> [Job]
Starting at the beginning of the records and ending at the line containing "[187,135,235,210]", rewrite them with "sunglasses" swapped for "spectacles" and every other character left unchanged.

Entries from an annotation dataset:

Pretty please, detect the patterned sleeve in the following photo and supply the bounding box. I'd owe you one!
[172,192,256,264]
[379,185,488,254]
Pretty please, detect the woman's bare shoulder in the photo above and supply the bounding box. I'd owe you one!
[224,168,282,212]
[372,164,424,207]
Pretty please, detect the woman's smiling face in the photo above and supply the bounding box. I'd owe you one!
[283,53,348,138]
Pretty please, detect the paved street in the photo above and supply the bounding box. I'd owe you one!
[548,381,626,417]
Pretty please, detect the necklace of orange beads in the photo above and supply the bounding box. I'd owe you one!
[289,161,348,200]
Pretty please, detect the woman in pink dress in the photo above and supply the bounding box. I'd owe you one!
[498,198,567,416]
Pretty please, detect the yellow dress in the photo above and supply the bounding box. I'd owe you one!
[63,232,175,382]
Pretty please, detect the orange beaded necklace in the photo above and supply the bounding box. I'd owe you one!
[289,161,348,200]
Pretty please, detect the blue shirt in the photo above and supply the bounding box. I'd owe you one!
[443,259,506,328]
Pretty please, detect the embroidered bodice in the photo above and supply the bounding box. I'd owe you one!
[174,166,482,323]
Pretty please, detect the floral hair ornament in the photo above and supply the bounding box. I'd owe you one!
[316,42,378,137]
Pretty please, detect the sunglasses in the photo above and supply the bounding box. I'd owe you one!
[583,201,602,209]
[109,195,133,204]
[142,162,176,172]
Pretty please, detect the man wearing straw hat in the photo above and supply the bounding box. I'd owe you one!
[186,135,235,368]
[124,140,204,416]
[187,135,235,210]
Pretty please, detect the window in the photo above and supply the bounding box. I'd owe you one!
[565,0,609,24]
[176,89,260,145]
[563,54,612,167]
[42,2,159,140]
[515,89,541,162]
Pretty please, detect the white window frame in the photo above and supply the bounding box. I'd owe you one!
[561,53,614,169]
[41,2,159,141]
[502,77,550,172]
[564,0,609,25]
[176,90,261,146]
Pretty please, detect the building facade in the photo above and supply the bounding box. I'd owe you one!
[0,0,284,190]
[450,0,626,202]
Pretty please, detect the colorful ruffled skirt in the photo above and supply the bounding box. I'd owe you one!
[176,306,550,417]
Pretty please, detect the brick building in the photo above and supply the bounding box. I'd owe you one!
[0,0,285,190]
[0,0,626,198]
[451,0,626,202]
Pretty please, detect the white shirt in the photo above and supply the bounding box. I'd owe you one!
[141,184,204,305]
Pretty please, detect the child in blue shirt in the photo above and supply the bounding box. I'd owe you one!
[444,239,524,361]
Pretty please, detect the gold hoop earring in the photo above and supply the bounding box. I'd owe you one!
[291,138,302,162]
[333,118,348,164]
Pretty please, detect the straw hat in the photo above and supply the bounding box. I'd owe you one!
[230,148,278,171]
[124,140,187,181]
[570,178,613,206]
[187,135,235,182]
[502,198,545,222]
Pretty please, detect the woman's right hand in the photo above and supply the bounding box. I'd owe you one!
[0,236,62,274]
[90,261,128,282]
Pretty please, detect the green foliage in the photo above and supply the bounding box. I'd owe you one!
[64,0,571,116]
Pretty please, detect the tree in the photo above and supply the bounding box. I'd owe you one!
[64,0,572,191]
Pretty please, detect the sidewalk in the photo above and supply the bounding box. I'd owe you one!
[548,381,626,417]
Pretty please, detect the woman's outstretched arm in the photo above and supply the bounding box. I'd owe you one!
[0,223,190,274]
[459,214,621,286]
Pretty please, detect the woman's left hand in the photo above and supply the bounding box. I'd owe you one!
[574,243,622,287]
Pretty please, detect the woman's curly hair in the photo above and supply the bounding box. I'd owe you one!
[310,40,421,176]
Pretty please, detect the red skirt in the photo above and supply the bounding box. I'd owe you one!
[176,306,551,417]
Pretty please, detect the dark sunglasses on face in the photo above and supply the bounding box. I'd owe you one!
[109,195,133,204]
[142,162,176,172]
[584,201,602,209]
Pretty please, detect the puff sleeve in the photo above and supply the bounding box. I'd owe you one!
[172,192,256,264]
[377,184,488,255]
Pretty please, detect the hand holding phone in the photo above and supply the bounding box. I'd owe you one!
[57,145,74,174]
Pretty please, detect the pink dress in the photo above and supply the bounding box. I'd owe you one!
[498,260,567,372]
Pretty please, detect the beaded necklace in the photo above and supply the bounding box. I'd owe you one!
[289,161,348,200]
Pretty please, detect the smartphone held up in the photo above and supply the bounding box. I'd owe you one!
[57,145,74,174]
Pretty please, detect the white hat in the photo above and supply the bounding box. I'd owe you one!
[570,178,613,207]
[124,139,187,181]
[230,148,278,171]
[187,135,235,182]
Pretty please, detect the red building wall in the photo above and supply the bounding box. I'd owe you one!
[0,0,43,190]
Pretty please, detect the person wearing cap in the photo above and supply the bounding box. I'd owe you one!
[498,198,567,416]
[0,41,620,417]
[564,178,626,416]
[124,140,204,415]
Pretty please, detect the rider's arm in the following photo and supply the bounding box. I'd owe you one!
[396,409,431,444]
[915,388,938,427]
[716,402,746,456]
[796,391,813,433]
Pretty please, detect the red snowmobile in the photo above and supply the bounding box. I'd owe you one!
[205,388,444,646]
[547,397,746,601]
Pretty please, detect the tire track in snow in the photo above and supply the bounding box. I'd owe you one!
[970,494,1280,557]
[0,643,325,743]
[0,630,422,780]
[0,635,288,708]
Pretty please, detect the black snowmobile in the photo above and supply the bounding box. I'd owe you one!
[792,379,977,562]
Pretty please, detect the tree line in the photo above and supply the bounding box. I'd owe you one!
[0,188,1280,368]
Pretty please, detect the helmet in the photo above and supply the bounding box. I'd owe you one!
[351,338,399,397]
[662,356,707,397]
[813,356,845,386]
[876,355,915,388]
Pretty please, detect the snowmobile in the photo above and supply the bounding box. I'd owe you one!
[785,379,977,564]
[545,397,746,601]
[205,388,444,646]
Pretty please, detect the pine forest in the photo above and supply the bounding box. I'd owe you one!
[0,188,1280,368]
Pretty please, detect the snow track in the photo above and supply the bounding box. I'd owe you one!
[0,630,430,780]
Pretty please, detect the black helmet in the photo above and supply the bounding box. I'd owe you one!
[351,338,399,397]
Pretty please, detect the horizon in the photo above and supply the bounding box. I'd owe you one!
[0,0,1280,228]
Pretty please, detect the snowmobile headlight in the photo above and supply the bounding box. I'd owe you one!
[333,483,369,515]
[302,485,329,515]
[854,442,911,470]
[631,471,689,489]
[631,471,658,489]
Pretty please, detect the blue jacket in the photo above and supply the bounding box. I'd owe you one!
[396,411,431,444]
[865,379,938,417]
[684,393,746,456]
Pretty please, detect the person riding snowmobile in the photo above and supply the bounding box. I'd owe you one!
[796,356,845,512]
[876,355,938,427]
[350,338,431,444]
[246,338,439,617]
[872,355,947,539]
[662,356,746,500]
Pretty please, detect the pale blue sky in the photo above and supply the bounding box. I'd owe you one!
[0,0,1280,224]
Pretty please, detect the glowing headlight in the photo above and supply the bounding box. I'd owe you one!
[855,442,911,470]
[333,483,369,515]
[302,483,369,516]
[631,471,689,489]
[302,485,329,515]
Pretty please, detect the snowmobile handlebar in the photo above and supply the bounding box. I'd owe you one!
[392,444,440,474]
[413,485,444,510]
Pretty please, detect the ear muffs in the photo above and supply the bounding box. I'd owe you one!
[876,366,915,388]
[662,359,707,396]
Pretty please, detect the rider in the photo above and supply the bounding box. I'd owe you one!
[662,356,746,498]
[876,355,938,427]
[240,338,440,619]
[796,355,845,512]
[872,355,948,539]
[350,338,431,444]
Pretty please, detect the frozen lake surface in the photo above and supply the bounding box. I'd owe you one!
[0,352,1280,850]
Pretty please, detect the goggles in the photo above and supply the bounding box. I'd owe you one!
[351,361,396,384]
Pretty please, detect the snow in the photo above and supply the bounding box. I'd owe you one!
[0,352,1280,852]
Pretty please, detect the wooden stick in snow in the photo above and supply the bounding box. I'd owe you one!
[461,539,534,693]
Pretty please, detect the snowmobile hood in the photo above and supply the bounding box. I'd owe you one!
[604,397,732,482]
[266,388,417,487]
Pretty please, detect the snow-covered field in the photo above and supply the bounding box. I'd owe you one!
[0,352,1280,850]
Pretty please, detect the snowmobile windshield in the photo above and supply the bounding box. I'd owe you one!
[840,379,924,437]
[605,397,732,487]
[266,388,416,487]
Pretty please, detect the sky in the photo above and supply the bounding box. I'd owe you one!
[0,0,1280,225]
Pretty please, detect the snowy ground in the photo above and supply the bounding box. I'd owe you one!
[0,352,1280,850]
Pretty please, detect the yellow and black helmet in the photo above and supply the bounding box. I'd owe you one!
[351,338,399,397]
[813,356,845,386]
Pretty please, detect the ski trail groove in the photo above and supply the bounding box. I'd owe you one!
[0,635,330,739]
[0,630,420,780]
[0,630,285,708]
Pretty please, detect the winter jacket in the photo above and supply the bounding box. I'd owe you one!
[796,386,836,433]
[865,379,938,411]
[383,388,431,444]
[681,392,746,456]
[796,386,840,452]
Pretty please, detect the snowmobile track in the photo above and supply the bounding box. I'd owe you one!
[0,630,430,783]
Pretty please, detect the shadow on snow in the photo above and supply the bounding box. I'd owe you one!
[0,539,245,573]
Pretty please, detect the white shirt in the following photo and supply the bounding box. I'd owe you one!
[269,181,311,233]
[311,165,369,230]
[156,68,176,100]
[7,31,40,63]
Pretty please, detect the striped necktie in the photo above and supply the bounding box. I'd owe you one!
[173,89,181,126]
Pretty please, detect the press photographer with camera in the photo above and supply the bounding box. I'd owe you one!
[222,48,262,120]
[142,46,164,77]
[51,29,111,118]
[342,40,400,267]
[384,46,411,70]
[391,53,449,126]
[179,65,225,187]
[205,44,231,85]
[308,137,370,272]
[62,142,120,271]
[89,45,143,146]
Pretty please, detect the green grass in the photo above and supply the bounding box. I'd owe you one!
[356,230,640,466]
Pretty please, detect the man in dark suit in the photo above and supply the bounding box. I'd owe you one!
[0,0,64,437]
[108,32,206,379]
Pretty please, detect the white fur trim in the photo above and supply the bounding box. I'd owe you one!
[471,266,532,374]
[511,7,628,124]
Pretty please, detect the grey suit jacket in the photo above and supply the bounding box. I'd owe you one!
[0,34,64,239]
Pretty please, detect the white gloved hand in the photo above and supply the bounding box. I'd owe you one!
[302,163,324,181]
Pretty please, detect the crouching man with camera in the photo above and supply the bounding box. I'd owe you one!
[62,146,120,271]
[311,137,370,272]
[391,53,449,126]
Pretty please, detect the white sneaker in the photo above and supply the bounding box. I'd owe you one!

> [Reply to the task]
Pretty please, detect the patterned sleeve in the following photo and supply the bounding box. I'd owe you one!
[172,192,256,264]
[379,185,488,254]
Pretty please, detect the woman's bare shoulder in the photo above and supply the bounding box. I'd owe you one!
[224,168,282,212]
[372,164,424,207]
Pretty please, detect the woman's smiling face in the photo above and supply the bounding box. I'd owe you one!
[283,53,348,138]
Pretty please, detect the paved street in the photo above and supply the bounding box. I'd owe you one!
[548,381,626,417]
Pretty please, detect the necklace of orange beads in the photo above and supply the bounding box. I'd owe you one!
[289,161,348,200]
Pretty please, detect the woman in pink dress in the photo above and supply the bounding box. I'd owe you one!
[498,198,567,416]
Pretty please, detect the yellow dress in the photo above and supply the bounding box. I'd owe you one!
[63,232,175,382]
Pretty please, detect the orange beaded necklace in the photo above and supply the bounding box. I'd owe you one!
[289,161,348,200]
Pretty please, detect the blue shirt in the photo above and supply the bounding box. I'd owe you one!
[443,259,506,328]
Pretty please, detect the embroidered bodice in the photo above and supply the bounding box. I'd owe you one!
[174,166,482,323]
Pretty please, detect the floral hair ornament in the photo above and supply the bounding box. I'd owe you one!
[316,42,378,137]
Pretty please, detect the spectacles in the photo above and supply the bounding box. I'd owe you one!
[583,201,602,209]
[109,195,133,204]
[142,162,176,172]
Pretty please, detect the man wearing straw hat in the photo above and supply the bounding box. I'd owe you one!
[186,135,235,368]
[124,140,204,416]
[187,135,235,210]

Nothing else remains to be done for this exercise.